> _SET EXERCISE 1_
Check statements (a), (b) and (c) below against the blog post on the BNP and the electoral system. Answer yes or no for each and quote the words from the post that settle it. (a) The Guardian piece by Hugh Muir is titled "Who opened the door to the BNP?" (b) The commenter Hywel agrees that STV means candidates need broad support to be elected. (c) In Burnley the BNP polled around a quarter of the vote.

> _PROVIDED PASSAGE_
▬▬▬

Thoughts on politics and life from a liberal perspective

Saturday, 6 June 2009

Electoral system distortions lets BNP in

There is an interesting article from Hugh Muir in The Guardian today. In a piece entitled "Who opened the door to the BNP?" he says that in their pursuit of winnable seats, Labour and the Tories left a vacuum that the BNP has gladly filled with its county council seats in Lancashire, Leicestershire and a strong showing in Essex.

The whole article is worth a read but this section in particular stood out for me when he addresses the question of why the vacuum is there:

But why was there a vacuum? Because Labour failed and, largely speaking, the Tories were no better. They too were chasing the middle class vote and the marginals and they were not about to worry themselves about areas they regarded as Labour fiefdoms, even those that had become failed states. They concentrated on the winnable seats. There is a logic to it. But the result of the decision by both parties to practise politics as the route to election victory rather as a tool for representing the broadest possible spread of communities left the door wide open for Griffin and his snake-oil salesmen.

Hugh is spot on here.. Our rotten electoral system allows one party fiefdom's to build up which are then neglected and allow parties like the BNP to sneak in by the back door.

Remember this the next time an opponent of electoral reform tries the old canard that a proportional system would let extreme parties in. As I have said time and again, Single Transferable Vote would make it almost impossible for the BNP to get in as voters can list their candidates in order of preference (and stop when they have put numbers against all they favour) so the BNP would not have any numbers next to them at all on most ballot papers. STV means candidates have to have broad support before they can get elected.


Hywel said...

"STV means candidates have to have broad support before they can get elected."

This is fundamentally incorrect. STV's strength is that it allows minority views to be represented. It's true that extreme parties don't do well out of transfers (see the DUP and Sinn Fein in NI) but if you can get enough first prefs you don't need transfers.

ERS produced a very good paper on the effect of STV compared with FPTP in Burnley.

IIRC their conclusions were that STV would make it easier for the BNP to win initial seats, but harder to expand beyond a certain level.

In Burnley the BNP polled around 15% - so 1/6 seats is about proportional.

neil craig said...

Obviously the same "distortions" would work for the LibDems but since the Guardian is as much of a racist, criminal, genocide supporting organsiation as the LibDems "distrotions" in their case are not a bad thing.

▬▬▬

> _RECORDS TO PROCESS_
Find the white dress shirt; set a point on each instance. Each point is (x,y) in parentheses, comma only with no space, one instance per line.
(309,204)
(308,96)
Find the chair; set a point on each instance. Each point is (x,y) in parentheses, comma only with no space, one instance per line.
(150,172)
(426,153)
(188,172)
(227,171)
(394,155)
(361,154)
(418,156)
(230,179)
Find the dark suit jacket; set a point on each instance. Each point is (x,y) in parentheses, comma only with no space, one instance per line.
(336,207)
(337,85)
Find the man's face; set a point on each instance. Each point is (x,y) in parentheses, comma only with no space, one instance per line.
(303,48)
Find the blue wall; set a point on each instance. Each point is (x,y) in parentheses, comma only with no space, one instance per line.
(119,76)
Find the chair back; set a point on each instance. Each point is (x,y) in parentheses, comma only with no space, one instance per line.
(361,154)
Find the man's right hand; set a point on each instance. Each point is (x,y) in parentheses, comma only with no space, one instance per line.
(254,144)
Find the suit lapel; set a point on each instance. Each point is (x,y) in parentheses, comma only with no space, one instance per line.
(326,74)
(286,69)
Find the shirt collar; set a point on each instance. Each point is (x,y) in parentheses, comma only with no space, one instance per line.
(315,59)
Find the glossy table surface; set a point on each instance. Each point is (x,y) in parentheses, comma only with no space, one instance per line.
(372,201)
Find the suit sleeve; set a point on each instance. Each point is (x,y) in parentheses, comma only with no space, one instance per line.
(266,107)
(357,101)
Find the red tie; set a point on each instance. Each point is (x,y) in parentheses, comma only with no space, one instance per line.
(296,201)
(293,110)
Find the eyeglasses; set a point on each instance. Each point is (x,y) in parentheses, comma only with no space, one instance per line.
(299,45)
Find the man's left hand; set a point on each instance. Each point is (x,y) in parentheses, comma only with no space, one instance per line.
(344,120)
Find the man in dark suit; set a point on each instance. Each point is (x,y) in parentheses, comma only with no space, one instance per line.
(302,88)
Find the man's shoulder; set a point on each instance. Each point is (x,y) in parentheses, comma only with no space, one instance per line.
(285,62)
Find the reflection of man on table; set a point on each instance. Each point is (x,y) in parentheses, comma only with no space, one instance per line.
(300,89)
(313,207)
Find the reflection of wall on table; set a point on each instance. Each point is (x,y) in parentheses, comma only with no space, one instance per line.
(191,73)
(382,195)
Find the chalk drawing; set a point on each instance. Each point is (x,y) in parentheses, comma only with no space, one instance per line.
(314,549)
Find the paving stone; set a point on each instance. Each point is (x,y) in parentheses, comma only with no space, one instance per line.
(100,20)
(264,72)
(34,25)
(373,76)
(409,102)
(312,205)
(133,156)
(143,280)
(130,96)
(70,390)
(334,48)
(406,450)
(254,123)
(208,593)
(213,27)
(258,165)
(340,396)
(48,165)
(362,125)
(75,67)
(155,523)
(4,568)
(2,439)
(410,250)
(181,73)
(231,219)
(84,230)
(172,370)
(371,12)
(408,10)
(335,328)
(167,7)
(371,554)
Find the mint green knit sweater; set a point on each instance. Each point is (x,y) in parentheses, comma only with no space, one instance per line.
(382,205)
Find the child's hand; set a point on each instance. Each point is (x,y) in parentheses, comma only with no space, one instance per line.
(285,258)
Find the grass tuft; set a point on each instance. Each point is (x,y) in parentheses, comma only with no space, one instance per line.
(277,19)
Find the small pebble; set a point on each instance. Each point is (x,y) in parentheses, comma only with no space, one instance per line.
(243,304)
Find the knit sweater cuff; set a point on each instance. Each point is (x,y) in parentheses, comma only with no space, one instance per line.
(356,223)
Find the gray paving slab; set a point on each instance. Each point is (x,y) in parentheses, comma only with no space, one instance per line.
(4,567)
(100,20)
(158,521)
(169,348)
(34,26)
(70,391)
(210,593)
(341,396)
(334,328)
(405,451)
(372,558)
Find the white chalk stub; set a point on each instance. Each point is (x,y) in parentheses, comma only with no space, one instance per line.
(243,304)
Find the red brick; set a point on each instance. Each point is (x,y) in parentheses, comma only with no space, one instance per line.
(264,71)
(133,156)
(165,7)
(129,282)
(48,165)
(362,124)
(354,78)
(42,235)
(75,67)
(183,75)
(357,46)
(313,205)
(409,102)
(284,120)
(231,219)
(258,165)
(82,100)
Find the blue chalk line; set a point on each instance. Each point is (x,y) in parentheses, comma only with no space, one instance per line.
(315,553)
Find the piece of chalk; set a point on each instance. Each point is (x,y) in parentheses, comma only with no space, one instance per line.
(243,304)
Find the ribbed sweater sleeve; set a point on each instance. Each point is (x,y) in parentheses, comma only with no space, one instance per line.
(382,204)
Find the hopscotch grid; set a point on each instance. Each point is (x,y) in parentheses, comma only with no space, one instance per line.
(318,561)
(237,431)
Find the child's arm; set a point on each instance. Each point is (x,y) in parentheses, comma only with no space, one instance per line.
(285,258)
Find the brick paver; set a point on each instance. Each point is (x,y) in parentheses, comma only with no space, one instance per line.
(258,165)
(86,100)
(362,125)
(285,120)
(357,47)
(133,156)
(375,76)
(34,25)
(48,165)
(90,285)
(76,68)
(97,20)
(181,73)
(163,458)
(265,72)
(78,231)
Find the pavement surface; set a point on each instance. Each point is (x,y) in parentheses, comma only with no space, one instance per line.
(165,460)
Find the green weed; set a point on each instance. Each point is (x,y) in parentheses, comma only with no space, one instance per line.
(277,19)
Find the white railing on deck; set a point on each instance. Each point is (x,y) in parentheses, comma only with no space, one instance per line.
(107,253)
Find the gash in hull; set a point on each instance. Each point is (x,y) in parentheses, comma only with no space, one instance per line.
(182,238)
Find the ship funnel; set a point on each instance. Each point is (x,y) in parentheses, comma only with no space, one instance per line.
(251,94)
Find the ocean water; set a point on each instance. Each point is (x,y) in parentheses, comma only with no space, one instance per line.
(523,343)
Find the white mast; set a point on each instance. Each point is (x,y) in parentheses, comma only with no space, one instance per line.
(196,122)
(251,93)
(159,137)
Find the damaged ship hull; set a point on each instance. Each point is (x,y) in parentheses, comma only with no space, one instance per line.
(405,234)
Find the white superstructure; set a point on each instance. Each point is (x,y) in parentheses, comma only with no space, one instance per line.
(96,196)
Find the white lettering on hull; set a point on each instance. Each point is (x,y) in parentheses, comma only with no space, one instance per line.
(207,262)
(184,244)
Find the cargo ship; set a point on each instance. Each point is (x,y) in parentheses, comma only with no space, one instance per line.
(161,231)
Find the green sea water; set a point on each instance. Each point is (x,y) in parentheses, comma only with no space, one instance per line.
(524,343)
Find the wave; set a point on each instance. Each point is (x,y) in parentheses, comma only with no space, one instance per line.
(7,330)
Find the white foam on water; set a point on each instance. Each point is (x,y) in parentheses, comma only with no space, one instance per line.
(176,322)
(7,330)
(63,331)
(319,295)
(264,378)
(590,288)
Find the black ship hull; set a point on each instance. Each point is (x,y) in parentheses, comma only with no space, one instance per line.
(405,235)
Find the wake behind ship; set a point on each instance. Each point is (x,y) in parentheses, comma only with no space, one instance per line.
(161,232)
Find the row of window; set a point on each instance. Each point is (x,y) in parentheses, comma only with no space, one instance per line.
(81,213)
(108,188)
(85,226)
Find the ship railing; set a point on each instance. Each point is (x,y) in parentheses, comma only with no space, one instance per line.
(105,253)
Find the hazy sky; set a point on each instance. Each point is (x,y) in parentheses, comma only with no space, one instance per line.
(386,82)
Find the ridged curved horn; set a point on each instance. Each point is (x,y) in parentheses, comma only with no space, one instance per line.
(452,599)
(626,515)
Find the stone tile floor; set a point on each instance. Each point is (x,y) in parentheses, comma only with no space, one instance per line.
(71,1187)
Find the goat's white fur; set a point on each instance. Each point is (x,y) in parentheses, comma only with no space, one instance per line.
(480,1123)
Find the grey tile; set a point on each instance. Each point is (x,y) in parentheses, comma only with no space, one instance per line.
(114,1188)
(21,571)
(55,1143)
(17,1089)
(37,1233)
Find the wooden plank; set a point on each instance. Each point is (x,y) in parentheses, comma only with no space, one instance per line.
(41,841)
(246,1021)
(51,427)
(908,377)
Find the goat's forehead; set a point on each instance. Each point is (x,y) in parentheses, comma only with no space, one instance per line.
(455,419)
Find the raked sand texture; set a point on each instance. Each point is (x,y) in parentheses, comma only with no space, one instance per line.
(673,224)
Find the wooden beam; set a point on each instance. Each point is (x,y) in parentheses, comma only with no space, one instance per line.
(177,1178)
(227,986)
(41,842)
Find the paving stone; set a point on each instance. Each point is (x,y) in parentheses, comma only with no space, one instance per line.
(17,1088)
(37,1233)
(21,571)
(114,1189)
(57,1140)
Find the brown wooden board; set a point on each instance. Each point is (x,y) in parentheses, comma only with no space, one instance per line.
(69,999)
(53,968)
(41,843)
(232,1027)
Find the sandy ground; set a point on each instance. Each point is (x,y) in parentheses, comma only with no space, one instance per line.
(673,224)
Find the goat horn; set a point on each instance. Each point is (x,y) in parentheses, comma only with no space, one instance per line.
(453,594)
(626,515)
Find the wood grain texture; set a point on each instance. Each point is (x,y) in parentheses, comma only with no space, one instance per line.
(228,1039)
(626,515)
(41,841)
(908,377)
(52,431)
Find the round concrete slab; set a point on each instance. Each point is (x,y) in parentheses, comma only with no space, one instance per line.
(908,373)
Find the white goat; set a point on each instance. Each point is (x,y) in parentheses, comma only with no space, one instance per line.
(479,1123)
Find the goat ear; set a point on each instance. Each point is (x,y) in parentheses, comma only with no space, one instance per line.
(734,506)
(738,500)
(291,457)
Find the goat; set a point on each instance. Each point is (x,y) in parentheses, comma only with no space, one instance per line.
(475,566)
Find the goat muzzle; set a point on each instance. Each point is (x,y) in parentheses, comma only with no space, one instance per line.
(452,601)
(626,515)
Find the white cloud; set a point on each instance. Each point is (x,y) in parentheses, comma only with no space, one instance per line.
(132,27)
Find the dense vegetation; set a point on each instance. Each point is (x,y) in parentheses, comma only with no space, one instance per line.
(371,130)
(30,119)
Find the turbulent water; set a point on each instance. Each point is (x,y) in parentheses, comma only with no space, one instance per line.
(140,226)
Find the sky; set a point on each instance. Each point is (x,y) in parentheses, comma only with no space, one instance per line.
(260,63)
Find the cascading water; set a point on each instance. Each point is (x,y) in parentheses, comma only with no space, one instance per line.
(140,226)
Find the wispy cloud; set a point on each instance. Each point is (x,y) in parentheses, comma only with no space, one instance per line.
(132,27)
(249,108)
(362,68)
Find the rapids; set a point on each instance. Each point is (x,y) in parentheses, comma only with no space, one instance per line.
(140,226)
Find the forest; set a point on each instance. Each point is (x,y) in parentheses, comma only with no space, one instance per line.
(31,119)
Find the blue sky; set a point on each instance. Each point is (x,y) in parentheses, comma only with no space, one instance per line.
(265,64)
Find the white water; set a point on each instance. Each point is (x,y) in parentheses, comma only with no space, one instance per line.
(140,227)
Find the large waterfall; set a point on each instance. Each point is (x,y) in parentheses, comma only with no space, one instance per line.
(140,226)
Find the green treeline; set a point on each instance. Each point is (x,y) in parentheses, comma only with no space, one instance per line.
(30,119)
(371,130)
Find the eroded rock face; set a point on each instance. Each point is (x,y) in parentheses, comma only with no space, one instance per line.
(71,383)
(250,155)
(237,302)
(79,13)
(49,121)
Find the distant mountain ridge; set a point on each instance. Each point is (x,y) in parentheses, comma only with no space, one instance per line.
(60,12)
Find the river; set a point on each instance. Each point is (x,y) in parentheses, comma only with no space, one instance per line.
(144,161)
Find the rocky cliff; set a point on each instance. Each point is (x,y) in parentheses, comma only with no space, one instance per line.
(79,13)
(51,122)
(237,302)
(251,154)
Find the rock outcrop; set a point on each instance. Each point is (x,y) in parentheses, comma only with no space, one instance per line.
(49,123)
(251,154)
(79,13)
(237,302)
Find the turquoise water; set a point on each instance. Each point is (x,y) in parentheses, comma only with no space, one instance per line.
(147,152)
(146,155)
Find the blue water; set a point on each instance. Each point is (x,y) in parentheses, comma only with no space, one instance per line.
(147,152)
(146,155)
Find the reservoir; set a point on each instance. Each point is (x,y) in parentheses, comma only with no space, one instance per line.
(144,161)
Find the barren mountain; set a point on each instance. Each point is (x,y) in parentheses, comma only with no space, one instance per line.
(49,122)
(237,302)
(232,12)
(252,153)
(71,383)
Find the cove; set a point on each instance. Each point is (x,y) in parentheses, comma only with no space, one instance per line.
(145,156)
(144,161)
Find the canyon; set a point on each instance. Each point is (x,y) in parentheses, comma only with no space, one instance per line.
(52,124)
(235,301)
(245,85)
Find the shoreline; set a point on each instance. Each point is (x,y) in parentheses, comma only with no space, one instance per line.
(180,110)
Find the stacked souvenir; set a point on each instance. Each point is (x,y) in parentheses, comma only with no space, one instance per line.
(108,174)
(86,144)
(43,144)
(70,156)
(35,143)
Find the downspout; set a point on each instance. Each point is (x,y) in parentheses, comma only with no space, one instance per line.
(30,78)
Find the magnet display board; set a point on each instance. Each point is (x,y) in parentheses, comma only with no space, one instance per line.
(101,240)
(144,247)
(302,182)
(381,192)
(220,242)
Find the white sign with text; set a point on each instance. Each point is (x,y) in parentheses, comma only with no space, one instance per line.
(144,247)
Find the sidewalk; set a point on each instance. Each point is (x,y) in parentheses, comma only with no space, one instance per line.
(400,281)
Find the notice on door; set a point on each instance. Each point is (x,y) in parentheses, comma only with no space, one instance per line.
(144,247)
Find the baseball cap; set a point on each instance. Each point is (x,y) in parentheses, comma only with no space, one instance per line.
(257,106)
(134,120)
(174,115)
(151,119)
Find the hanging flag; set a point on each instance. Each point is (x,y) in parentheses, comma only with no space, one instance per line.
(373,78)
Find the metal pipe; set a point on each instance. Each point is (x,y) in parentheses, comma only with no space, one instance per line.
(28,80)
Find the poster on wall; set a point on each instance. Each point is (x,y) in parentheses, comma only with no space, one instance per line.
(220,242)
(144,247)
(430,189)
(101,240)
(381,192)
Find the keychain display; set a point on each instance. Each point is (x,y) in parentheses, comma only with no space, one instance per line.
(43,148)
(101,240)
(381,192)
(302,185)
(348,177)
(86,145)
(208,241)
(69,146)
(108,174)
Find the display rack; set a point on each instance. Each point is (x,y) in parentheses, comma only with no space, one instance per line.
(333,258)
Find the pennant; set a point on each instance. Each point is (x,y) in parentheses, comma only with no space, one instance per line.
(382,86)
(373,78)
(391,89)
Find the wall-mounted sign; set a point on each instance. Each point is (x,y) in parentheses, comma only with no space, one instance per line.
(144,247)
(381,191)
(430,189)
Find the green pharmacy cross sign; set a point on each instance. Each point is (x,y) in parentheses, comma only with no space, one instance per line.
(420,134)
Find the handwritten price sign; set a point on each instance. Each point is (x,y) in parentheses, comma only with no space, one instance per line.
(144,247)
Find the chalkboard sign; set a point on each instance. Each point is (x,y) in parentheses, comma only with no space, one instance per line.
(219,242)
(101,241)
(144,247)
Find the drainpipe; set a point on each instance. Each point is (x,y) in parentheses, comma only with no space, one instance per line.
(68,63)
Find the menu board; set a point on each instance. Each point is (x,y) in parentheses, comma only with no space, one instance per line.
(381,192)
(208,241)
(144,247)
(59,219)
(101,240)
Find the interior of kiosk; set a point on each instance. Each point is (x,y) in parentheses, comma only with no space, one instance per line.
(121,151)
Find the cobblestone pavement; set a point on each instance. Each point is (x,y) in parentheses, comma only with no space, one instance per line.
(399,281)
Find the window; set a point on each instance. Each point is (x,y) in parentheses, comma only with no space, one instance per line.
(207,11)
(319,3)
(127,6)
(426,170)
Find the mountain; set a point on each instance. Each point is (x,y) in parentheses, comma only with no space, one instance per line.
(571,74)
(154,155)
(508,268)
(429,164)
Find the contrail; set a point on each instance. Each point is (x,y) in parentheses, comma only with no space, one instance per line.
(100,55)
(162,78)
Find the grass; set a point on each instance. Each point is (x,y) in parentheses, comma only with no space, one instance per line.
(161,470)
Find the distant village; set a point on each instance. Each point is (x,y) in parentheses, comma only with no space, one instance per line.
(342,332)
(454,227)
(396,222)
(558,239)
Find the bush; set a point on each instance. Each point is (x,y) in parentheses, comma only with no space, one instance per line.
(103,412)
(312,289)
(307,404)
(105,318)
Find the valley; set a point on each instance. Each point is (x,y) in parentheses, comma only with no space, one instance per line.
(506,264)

▬▬▬

> _SET EXERCISE 2_
Gather every line of the records that contains the word "chair". Case counts.

> _CORRECT RESPONSE 1_
(a) Yes: "In a piece entitled "Who opened the door to the BNP?""
(b) No: "This is fundamentally incorrect."
(c) No: "In Burnley the BNP polled around 15%"

> _CORRECT RESPONSE 2_
Find the chair; set a point on each instance. Each point is (x,y) in parentheses, comma only with no space, one instance per line.
Find the chair back; set a point on each instance. Each point is (x,y) in parentheses, comma only with no space, one instance per line.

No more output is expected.